PROBLEM SET =>
1: Translate the sentence "Hebrew narrative uses both patterns." from the text on Genesis 1 grammar into Spanish.
2: Write down the part of the text on Genesis 1 grammar starting with "That distinction matters" and going on through "does not demand.".

** DOCUMENT SEGMENT follows **

None of the points you raise actually touch the linguistic issue I’m (trying to …) addressing. I’m not arguing for a “literary introduction,” nor am I denying the standard Hebrew narrative structure. My claim is narrower and text‑driven: Moses consistently distinguishes between bara (“create”) and asah (“make/appoint”), and Exodus 20:11 uses asah, not bara.
That distinction matters regardless of how one parses Genesis 1:1–3.
-
On Genesis 1:1 and the perfect verb. A perfect verb (bara) can introduce either a completed event in sequence or a completed event that stands outside the subsequent narrative. Hebrew narrative uses both patterns. So the grammar does not require that v.1 be part of the six‑day sequence, nor does it forbid it. Your objection assumes a single narrative function for the perfect that the language itself does not demand.
-
On the waw‑disjunctive in v.2. A waw‑disjunctive marks a break and introduces a circumstantial clause. But circumstantial clauses can describe either:
– the result of a previous action, or
– the state at the time the main narrative begins.
Both are grammatically legitimate. You’re asserting the first as if the second were impossible, but Hebrew grammar allows both without strain. -
On the waw‑consecutive in v.3. The narrative chain beginning in v.3 is compatible with multiple readings of v.1:
– as a summary,
– as a prior creation event, or
– as the first act of the sequence.
Your claim that the grammar “collapses” unless v.1 is part of the six‑day sequence is simply incorrect. Hebrew narrative frequently uses the pattern: completed event → circumstantial clause → main action. -
On the “primordial ocean” argument. Appealing to ANE parallels doesn’t resolve the Hebrew grammar. Genesis 1:2 does not say the waters were uncreated, eternal, or divine. It simply describes the state of the earth at the time the narrative begins. Whether that state existed for a moment or for an age is not specified. Importing ANE cosmology as determinative assumes what you’re trying to prove.

** End of DOCUMENT SEGMENT **
** DATA FOR REVIEW follows **

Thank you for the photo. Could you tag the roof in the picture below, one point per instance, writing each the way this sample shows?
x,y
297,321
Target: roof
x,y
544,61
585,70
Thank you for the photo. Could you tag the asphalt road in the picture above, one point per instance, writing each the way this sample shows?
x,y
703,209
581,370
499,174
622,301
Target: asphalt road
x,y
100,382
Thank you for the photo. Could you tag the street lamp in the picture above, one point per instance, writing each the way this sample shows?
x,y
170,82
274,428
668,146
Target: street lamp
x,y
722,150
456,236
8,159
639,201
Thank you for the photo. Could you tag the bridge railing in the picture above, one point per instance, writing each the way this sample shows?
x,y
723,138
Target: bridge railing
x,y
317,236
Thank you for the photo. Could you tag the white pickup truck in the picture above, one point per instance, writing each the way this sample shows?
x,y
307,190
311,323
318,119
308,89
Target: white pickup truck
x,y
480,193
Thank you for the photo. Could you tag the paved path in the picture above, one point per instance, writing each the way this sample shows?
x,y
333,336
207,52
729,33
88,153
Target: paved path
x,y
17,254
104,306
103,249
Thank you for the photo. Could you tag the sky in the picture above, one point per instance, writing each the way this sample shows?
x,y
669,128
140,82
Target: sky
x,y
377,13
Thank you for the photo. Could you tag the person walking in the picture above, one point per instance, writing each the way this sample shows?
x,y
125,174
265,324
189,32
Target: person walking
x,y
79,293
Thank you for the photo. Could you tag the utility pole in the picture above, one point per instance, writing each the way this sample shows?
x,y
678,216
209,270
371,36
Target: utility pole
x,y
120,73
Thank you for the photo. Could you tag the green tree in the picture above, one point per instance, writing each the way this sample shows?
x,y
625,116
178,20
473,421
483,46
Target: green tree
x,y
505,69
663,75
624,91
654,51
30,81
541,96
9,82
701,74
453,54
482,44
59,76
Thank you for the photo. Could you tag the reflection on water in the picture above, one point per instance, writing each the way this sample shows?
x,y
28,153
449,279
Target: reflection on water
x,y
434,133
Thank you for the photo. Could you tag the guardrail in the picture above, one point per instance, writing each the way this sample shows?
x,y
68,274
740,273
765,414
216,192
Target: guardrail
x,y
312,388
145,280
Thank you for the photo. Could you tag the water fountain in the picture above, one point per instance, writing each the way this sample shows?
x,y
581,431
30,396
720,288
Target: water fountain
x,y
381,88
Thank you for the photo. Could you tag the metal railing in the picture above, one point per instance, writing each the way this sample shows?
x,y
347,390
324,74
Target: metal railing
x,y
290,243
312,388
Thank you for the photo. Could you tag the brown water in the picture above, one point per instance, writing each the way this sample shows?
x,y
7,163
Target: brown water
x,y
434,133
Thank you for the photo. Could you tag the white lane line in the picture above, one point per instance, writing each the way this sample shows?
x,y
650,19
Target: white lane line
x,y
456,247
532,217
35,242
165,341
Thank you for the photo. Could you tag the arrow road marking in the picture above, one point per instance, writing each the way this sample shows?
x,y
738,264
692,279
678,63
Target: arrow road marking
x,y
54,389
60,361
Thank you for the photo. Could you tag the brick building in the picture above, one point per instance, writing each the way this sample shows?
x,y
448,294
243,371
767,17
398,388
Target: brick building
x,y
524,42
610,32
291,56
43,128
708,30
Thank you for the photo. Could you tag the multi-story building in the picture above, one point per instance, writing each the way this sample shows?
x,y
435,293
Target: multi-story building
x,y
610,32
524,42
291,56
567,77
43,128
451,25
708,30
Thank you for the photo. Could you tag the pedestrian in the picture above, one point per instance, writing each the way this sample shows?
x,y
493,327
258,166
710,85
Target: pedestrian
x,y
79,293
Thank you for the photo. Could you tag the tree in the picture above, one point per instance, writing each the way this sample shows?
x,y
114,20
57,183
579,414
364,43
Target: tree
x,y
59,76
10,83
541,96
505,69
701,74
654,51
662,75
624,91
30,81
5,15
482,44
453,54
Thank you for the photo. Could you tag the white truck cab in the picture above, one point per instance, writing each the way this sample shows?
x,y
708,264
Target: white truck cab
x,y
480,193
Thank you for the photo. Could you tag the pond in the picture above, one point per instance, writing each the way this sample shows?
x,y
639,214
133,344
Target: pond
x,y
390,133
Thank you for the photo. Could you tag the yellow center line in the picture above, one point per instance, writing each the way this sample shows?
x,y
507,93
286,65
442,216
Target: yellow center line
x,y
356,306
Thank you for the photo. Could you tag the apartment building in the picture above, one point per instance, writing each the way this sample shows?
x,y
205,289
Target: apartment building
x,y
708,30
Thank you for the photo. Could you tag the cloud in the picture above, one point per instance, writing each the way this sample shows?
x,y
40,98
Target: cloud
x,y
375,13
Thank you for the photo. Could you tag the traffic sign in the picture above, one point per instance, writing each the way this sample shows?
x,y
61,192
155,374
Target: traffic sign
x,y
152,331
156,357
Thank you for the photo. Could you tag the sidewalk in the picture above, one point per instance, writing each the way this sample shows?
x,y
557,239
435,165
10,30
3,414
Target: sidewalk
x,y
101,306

** End of DATA FOR REVIEW **

RESULTS FOR THE EXERCISE =>
1: La narrativa hebrea usa ambos patrones.

2:
That distinction matters regardless of how one parses Genesis 1:1–3.
-
On Genesis 1:1 and the perfect verb. A perfect verb (bara) can introduce either a completed event in sequence or a completed event that stands outside the subsequent narrative. Hebrew narrative uses both patterns. So the grammar does not require that v.1 be part of the six‑day sequence, nor does it forbid it. Your objection assumes a single narrative function for the perfect that the language itself does not demand.